==== EXTRACTED RECORDS
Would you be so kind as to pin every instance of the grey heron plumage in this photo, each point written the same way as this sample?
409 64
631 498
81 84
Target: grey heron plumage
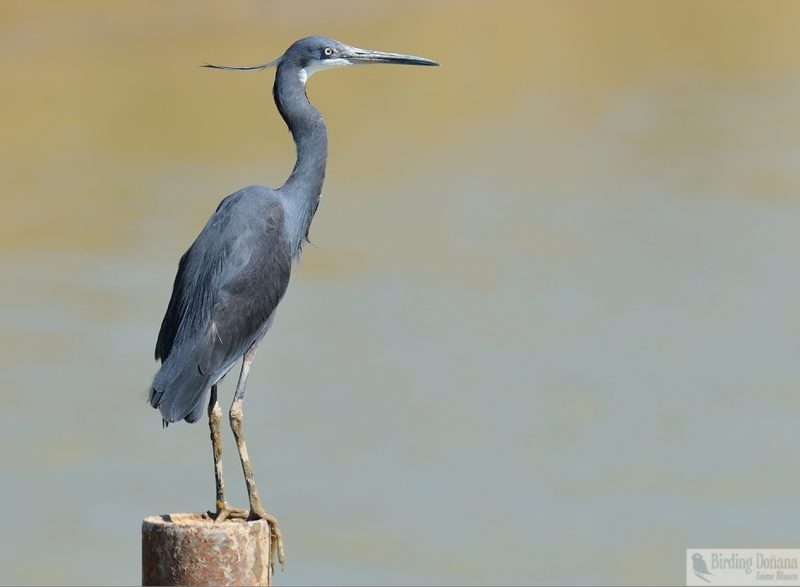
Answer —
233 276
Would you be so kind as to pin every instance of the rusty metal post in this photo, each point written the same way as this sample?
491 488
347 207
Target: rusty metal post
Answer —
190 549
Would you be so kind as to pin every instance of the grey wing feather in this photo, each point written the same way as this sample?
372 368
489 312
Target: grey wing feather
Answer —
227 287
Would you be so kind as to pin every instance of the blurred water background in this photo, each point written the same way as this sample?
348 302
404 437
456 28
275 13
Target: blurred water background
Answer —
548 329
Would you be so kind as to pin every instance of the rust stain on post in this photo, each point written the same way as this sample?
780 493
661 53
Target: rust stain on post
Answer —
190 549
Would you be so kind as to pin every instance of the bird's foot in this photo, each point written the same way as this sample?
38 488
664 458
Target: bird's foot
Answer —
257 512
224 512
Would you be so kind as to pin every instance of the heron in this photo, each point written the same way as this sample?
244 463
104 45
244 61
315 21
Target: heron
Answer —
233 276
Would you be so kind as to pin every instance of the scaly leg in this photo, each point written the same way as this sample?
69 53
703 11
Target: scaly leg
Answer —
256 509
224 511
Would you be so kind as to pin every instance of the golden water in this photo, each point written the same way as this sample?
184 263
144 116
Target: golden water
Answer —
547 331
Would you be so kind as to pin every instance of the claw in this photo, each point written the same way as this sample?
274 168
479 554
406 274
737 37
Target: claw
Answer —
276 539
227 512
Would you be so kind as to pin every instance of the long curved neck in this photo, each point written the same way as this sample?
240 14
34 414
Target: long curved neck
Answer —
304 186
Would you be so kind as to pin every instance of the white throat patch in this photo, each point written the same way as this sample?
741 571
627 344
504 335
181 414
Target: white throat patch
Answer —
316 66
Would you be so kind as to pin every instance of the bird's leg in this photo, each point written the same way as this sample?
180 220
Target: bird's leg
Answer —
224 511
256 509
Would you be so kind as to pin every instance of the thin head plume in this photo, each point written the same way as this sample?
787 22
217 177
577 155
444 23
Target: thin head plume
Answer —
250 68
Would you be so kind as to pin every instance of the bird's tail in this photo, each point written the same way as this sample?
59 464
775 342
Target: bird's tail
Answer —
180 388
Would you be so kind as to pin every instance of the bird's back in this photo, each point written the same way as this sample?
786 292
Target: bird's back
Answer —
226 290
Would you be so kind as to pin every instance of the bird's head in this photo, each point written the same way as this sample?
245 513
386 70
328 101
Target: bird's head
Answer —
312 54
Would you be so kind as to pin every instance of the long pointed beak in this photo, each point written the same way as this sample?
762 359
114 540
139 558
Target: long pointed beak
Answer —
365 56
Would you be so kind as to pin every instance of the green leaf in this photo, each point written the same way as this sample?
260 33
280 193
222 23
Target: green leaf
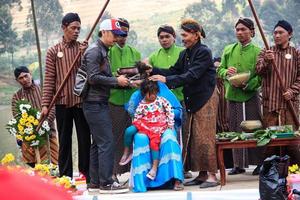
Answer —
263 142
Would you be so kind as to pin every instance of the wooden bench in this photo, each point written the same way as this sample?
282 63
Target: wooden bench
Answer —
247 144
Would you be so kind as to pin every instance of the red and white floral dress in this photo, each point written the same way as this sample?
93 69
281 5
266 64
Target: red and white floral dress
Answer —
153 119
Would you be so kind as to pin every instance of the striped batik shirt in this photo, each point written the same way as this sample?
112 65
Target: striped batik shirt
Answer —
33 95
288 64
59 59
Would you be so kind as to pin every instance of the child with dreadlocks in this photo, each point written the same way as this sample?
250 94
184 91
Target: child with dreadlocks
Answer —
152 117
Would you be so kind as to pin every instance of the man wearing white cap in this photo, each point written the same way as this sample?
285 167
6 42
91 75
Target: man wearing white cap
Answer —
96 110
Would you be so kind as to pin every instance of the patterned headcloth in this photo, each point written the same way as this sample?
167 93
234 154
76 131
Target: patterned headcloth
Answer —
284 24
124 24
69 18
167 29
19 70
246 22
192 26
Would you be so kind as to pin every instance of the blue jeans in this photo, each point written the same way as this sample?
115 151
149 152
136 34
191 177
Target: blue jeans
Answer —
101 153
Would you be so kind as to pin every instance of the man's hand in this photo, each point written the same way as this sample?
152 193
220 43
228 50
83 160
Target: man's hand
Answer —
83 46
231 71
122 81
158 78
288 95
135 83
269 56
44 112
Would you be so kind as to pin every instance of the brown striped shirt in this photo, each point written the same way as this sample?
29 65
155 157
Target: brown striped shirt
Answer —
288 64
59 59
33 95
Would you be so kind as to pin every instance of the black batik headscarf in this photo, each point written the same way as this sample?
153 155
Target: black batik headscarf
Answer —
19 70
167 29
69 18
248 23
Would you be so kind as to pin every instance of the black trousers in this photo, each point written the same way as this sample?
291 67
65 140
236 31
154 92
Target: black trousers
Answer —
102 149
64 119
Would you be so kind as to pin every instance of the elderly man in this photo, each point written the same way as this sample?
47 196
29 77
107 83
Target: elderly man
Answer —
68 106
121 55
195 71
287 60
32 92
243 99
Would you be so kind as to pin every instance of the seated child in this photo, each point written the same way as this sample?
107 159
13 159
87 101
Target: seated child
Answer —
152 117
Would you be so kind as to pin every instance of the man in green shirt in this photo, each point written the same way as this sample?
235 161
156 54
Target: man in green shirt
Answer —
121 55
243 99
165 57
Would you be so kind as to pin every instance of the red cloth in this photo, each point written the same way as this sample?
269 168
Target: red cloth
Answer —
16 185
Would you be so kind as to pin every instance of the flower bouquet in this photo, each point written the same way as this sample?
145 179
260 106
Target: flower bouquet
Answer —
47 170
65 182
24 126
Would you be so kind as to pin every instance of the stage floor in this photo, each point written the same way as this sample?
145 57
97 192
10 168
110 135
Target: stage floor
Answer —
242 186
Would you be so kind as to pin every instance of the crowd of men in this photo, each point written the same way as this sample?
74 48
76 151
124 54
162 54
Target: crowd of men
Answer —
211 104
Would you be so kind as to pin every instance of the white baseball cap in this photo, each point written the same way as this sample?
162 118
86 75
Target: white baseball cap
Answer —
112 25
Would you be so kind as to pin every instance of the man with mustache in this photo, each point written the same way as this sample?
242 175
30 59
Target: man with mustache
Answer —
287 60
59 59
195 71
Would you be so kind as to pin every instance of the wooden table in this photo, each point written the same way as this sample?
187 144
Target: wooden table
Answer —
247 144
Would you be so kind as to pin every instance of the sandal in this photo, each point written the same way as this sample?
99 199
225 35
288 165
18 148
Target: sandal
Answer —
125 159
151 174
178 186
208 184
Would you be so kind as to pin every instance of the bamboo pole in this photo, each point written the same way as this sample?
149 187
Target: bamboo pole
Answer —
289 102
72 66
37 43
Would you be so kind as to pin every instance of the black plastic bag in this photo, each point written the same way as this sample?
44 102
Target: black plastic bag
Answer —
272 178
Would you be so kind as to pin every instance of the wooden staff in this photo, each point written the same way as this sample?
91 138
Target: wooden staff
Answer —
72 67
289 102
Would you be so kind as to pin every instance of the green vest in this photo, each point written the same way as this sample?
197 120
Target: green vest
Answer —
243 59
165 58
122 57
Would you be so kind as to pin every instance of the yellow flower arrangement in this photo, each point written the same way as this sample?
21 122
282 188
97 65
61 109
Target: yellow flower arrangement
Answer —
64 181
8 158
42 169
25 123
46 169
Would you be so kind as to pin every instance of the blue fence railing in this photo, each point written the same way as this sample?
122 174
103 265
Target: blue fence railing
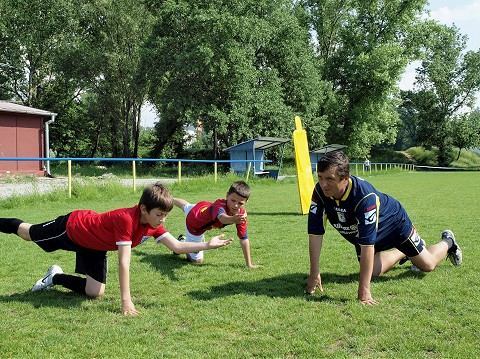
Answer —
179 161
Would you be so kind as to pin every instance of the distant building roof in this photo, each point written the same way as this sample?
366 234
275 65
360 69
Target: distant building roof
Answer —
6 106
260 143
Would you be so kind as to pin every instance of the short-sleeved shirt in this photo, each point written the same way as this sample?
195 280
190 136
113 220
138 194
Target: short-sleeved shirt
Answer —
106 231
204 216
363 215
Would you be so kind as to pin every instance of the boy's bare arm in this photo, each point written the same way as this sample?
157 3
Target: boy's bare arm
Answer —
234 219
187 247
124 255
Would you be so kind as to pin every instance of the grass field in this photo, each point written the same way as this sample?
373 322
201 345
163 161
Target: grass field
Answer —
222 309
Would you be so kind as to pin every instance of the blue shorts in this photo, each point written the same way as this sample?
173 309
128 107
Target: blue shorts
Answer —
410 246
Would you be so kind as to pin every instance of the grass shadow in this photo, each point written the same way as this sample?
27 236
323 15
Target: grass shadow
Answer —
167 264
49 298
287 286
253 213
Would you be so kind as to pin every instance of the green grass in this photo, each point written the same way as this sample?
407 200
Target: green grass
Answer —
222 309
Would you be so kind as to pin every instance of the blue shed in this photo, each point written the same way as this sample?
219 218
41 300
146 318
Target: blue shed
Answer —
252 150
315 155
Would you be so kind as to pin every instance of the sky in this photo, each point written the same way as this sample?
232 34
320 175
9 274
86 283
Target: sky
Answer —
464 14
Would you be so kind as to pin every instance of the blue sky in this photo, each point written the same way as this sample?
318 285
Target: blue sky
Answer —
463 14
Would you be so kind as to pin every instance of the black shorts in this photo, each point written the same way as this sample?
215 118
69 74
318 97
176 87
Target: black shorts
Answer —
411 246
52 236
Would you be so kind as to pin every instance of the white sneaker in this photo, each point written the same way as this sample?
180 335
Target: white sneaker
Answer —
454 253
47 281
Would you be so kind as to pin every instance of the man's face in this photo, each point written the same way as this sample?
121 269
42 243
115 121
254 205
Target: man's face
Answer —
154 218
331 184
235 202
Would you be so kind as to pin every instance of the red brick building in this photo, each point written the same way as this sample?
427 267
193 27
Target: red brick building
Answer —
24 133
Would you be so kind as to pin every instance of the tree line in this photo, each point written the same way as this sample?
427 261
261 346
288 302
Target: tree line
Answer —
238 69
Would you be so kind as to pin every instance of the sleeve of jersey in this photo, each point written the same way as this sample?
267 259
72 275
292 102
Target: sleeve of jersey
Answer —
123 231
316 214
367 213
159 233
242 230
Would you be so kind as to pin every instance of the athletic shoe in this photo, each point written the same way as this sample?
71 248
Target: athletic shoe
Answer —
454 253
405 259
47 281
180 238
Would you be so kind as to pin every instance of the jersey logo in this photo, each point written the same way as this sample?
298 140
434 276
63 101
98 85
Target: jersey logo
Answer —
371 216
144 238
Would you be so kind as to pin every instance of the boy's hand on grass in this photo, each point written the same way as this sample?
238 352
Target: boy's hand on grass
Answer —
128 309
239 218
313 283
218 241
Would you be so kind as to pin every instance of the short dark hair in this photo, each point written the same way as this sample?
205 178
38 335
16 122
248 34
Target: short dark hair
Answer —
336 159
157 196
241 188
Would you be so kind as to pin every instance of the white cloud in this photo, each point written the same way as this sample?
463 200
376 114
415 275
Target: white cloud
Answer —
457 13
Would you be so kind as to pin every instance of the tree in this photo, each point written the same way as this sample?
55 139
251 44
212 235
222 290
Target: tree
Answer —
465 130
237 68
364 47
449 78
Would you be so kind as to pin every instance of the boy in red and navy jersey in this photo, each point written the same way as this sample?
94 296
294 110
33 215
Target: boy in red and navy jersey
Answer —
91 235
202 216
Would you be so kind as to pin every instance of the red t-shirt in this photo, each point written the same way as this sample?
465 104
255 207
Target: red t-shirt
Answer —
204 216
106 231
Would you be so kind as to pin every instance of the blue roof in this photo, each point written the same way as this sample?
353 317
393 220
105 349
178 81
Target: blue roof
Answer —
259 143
========
* **GIVEN PROBLEM**
From the line holding "the white cloud" down to the final line above, quote every line exactly and only those lines.

* **RESULT FOR THIS TASK**
Would you be so kind as to pin every instance of the white cloud in this photo, each point written the same way as this sample?
463 200
376 114
415 275
Target: white cloud
Answer —
457 13
Would you be so kind as to pin every instance of the tree in this photo, each point written the same way as this sample?
55 139
251 44
212 235
222 290
Target: tree
Answer —
465 130
237 68
364 47
449 78
Would you be so kind as to pin every instance of the boy in red and navy jersey in this photo, each point written the same way as this sample?
94 296
294 110
33 215
Target: boy in red and navy jersey
Answer —
91 235
202 216
Would you be so kind as to pin every instance of the red t-shirt in this photo, each point written the same way as this sample?
465 104
255 207
Target: red t-shirt
Answer —
204 216
106 231
Would you be so kind as to pin every instance of the blue roof in this photo, each point written the same way as this sample?
353 317
393 220
105 349
178 81
Target: blue roof
Answer —
259 143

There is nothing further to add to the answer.